▶ _Given exercise 1_
According to the conformal prediction text, roughly what level does the coverage of a mean-residual conformal interval fall to in high-volatility periods?
▶ _Given exercise 2_
In the rows, from the line holding "Locate the teal" through the final row, inclusive, rename "put a marker" to "place a point" and give back only those lines, otherwise unchanged.

▶ _Passage_
A reproducible simulation framework of four financial DGPs with exactly computable true conditional intervals, an online evaluation protocol, and a fully sampled-and-recorded design (180 experiments \times 14 methods =2{,}520 method-rows), so marginal, regime-conditional, and post-break coverage are measured against ground truth (Sections 4–5).
A marginal-coverage accounting across dependence types: the exchangeability gap of split conformal is -0.005 [-0.007,-0.003] under GARCH and -0.023 [-0.024,-0.021] under abrupt breaks; ACI holds 0.900 on every DGP, empirically confirming its distribution-free guarantee (Section 6.1).
The headline conditional-coverage accounting on GARCH: the absolute score covers 0.952/0.915/0.820 by true-volatility tercile; an EWMA-normalized score closes the spread from 0.134 to 0.040 (paired +0.094), lifting high-volatility coverage by +0.085; CQR recovers less than half as much (Section 6.2).
An anatomy of the post-break coverage hole and its repairs: depth, duration (\approx the calibration window), the monotone ACI \gamma-vs-width trade-off, and the finding that volatility normalization alone repairs most of the hole for volatility breaks (Section 6.3).
A width-at-matched-coverage comparison against a parametric Gaussian–EWMA baseline, plus a correction to the “Gaussian intervals under-cover fat tails” folklore at central coverage levels (Sections 6.4–6.5).
Related work
Conformal prediction under exchangeability. Conformal prediction originates in the on-line compression framework of [14], whose second edition consolidates two further decades of development [15]. The method wraps any point predictor in a calibration step that converts nonconformity scores into prediction sets with finite-sample marginal coverage, requiring only exchangeability of the data—no model correctness, no distributional assumptions. [13] give the canonical tutorial treatment, and [1] provide a modern introduction oriented toward practitioners. The split (inductive) variant we benchmark was analyzed in depth by [11], who establish distribution-free marginal validity for regression and, crucially for our purposes, also prove that conditional validity is unattainable in finite samples without further assumptions. This marginal-versus-conditional distinction is the fault line our experiments are designed to expose: financial returns are precisely the setting where marginal coverage can be honest on average while being systematically wrong in every volatility regime.
Adaptivity to heteroskedasticity. Within the exchangeable setting, a second line of work makes interval width responsive to the input. [12] conformalize quantile regression (CQR), calibrating intervals built from estimated conditional quantiles and inheriting both the finite-sample guarantee and the local adaptivity of the base learner; locally weighted (normalized) nonconformity scores in [11] pursue the same goal by rescaling residuals with a dispersion estimate—the direct ancestor of the volatility-normalized conformal method we evaluate. [5] push further with distributional conformal prediction, ranking probability-integral-transform values rather than raw residuals; notably, their empirical motivation is a daily stock-return exercise in which the coverage of a mean-residual conformal interval collapses to roughly 50\% in high-volatility periods. That observation is, to our knowledge, the closest published precedent for our regime-stratified accounting, but it appears as a motivating illustration rather than a systematic study.

Entries from a point annotation set
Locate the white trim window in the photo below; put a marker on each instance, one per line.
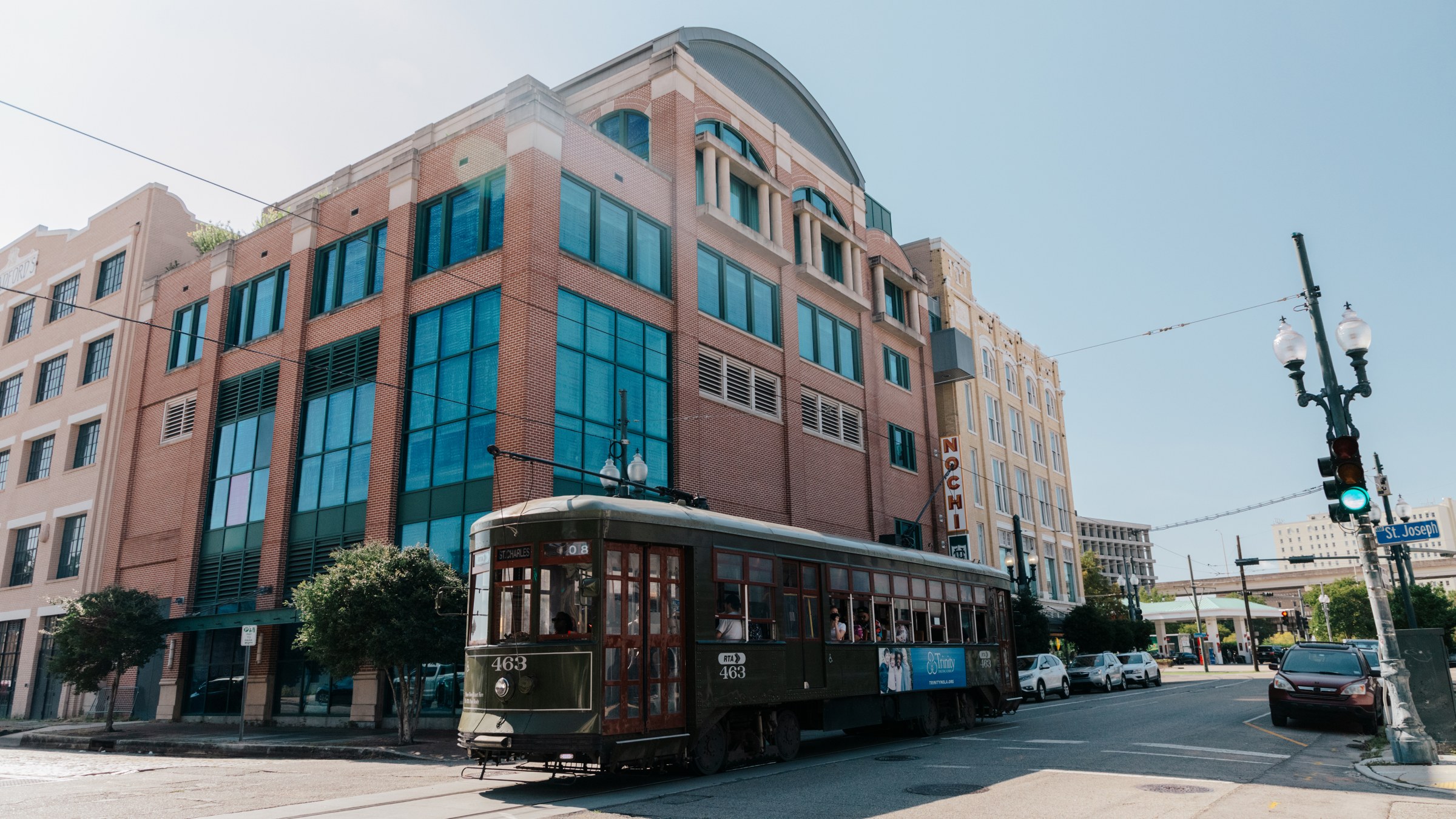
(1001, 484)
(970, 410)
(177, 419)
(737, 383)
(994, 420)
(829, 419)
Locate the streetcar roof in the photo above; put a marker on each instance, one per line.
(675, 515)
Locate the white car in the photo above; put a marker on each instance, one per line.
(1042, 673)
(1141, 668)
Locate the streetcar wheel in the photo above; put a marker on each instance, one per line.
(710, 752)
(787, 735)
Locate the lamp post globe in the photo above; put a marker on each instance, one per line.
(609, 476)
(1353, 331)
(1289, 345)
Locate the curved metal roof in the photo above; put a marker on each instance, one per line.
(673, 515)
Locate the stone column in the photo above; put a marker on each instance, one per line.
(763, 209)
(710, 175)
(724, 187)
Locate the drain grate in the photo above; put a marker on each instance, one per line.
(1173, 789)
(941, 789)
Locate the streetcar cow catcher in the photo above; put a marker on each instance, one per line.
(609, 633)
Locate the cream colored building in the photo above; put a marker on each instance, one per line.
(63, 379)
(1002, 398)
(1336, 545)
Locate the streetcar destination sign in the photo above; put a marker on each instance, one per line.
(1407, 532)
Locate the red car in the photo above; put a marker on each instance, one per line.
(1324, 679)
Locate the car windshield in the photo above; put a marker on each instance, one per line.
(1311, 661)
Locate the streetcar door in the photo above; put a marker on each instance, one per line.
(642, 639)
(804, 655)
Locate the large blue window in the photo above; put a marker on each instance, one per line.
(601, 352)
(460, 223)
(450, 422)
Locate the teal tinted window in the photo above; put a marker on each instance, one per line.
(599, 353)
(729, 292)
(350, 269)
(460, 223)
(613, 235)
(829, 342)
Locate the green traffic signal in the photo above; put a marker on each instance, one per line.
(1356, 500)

▶ _Output 1_
It collapses to roughly 50%.

▶ _Output 2_
Locate the teal tinted window in the photo above; place a point on each instance, one per line.
(599, 353)
(729, 292)
(350, 269)
(460, 223)
(613, 235)
(829, 342)
Locate the green traffic signal in the photo above; place a point on each instance, one per line.
(1356, 500)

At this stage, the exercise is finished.